(Saved entries)

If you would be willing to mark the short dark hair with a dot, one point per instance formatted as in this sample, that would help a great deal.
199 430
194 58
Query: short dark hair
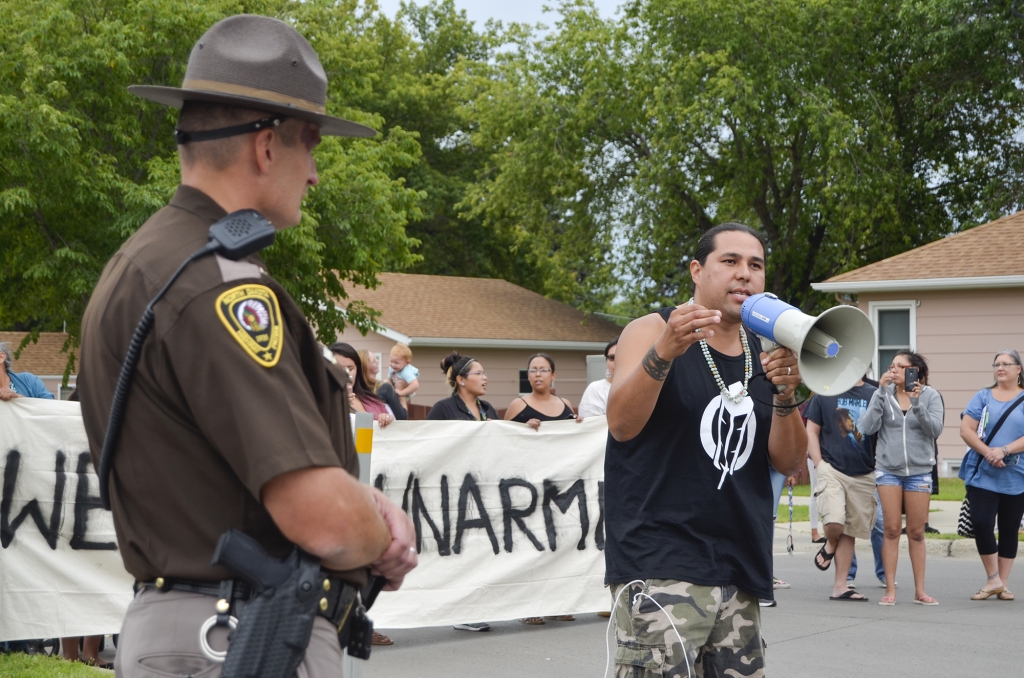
918 361
219 154
455 365
707 243
550 359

## Problem to work on
Please rewrite the items with "short dark hair" replaced by "curly gray hair" wherever it appears, and leave everything else unchanged. Omit the pictures from your answer.

## Task result
If you would be willing to mark the curly gray hair with a dot, one point per instance formatted as in this sample, that would help a great deal.
199 430
194 58
Query: curly gray hair
918 361
219 154
455 365
707 243
550 359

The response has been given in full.